TASK DESCRIPTION =
Give back each record precisely, pictures excluded.

(Records from a data source)
*** Block opens ***

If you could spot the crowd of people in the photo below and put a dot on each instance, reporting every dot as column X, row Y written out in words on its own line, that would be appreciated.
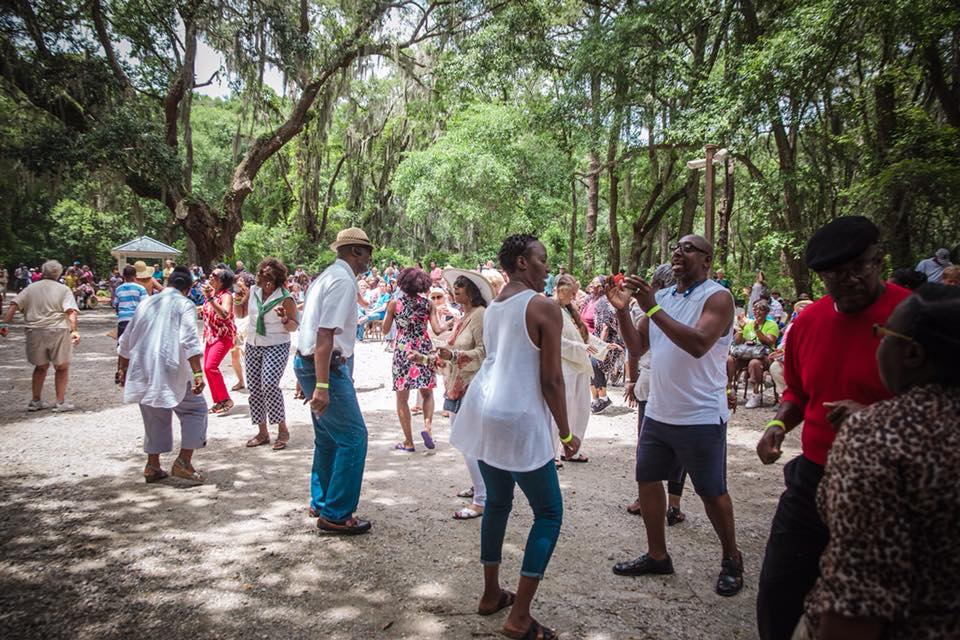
column 862, row 543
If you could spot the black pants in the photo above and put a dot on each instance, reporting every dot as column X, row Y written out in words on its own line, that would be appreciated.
column 675, row 486
column 791, row 563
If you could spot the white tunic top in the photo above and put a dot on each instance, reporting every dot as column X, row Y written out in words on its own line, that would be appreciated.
column 504, row 419
column 331, row 303
column 684, row 389
column 159, row 341
column 276, row 333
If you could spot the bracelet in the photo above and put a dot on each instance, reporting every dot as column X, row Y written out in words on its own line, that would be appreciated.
column 777, row 423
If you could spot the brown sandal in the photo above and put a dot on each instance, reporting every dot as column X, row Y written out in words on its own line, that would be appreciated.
column 156, row 474
column 258, row 440
column 282, row 439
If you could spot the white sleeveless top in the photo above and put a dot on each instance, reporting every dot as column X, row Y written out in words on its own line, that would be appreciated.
column 504, row 419
column 683, row 389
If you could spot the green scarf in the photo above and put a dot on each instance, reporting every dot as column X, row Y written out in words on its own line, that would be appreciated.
column 264, row 309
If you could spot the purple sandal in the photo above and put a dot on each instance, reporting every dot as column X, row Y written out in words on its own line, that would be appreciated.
column 427, row 440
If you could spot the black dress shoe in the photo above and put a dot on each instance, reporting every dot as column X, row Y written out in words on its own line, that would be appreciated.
column 352, row 527
column 730, row 581
column 644, row 565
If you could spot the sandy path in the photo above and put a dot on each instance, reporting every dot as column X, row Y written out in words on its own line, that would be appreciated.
column 90, row 551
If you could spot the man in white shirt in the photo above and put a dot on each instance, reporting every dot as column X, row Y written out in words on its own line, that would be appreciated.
column 324, row 367
column 687, row 329
column 50, row 317
column 159, row 366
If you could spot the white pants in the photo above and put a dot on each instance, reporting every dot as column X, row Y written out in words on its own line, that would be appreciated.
column 479, row 489
column 158, row 424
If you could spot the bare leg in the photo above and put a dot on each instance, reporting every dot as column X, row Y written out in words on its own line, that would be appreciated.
column 185, row 456
column 519, row 619
column 237, row 366
column 61, row 374
column 39, row 375
column 720, row 512
column 653, row 503
column 426, row 397
column 403, row 413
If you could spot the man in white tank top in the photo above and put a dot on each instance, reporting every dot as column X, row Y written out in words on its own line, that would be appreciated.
column 688, row 331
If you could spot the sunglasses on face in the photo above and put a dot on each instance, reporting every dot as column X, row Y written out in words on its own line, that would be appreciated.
column 880, row 331
column 688, row 247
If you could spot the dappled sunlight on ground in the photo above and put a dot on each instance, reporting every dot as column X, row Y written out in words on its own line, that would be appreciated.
column 91, row 551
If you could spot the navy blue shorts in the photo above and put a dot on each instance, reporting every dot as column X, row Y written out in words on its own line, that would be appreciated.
column 700, row 449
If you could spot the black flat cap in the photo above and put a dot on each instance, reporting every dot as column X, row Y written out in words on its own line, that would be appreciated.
column 839, row 241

*** Block closes ***

EXERCISE SOLUTION =
If you could spot the crowd of people in the photo below and put a dot on each instance, reporting every dot as column X, row Y written out in words on its own line, that would be appreciated.
column 862, row 543
If you could spot the black pants in the photo above and put a dot on each instance, reporting every dot as column X, row Y written out in words on its own line, that would be appreciated.
column 675, row 486
column 791, row 563
If you could spot the white tunic top in the photo above and put a dot on each instance, reporting every dot as column X, row Y written out in words on its own line, that would be appreciated.
column 504, row 419
column 331, row 303
column 684, row 389
column 159, row 341
column 276, row 333
If you could spot the bracelet in the photo above and put a dot on each instance, reporting every dot as column X, row Y written out in words on its own line, that would be appreciated.
column 777, row 423
If you could spot the brown sandal in the photo above and put a dot on each instance, reporting every dot as column X, row Y written out in words on its own line, that would be appreciated.
column 156, row 474
column 258, row 440
column 282, row 439
If you could spot the white sleeveless top in the photo above and put a dot on each instance, reporting every dot as column X, row Y written out in words on its own line, that would be appreciated.
column 504, row 419
column 683, row 389
If you could spot the green scarf in the photo above and put a dot on each instance, reporting every dot as column X, row Y written out in words on its own line, that would be appreciated.
column 264, row 309
If you could spot the purple sandal in the photo above and put a dot on each instance, reporting every dot as column X, row Y written out in words on its own line, that would be appreciated.
column 427, row 440
If you could spot the black dress shoe in the photo above and put a dot on each instance, reporting every dot as column X, row Y written out in words on its own line, that would be appreciated.
column 352, row 527
column 730, row 581
column 644, row 565
If you could spot the sandy path in the photo above and put a dot on each instance, reporting every dot as column X, row Y written out in words on its own line, that would be appreciated.
column 90, row 551
If you could spot the man in white shirt in the photo above and put a dot on each instance, reporting every dot as column X, row Y written out in words on its own line, that would be appreciated.
column 324, row 367
column 687, row 329
column 50, row 317
column 159, row 366
If you could spot the white pants in the photo above and put a dot on each instance, reporting every dot as column X, row Y written out in words on its own line, that would be appreciated.
column 479, row 489
column 158, row 424
If you could spot the bare leg in the photo above and put a dot on each instance, reporting every dot as column X, row Y written out in words on its own line, that would be appreciated.
column 185, row 456
column 519, row 619
column 237, row 366
column 61, row 374
column 39, row 375
column 720, row 512
column 653, row 503
column 426, row 397
column 403, row 413
If you could spot the man in white tank top in the photo above and put a dot on each instance, reporting every dot as column X, row Y written out in words on its own line, that would be appreciated.
column 688, row 331
If you could spot the sunglasses on face in the photo above and put a dot on each instance, reporting every dot as column X, row Y written out in words on its own line, that would be appreciated.
column 880, row 331
column 688, row 247
If you could spot the dappled sunlight on ground in the photo above and put a dot on each instance, reporting every dot as column X, row Y written out in words on its own line, that would be appreciated.
column 91, row 551
If you could spot the navy blue shorts in the photo above and put a dot on each instance, reporting every dot as column X, row Y written out in words on its own line, that would be appreciated.
column 700, row 449
If you could spot the black flat cap in the photo above and put a dot on each instance, reporting every dot as column X, row Y written out in words on its own line, that would be appreciated.
column 839, row 241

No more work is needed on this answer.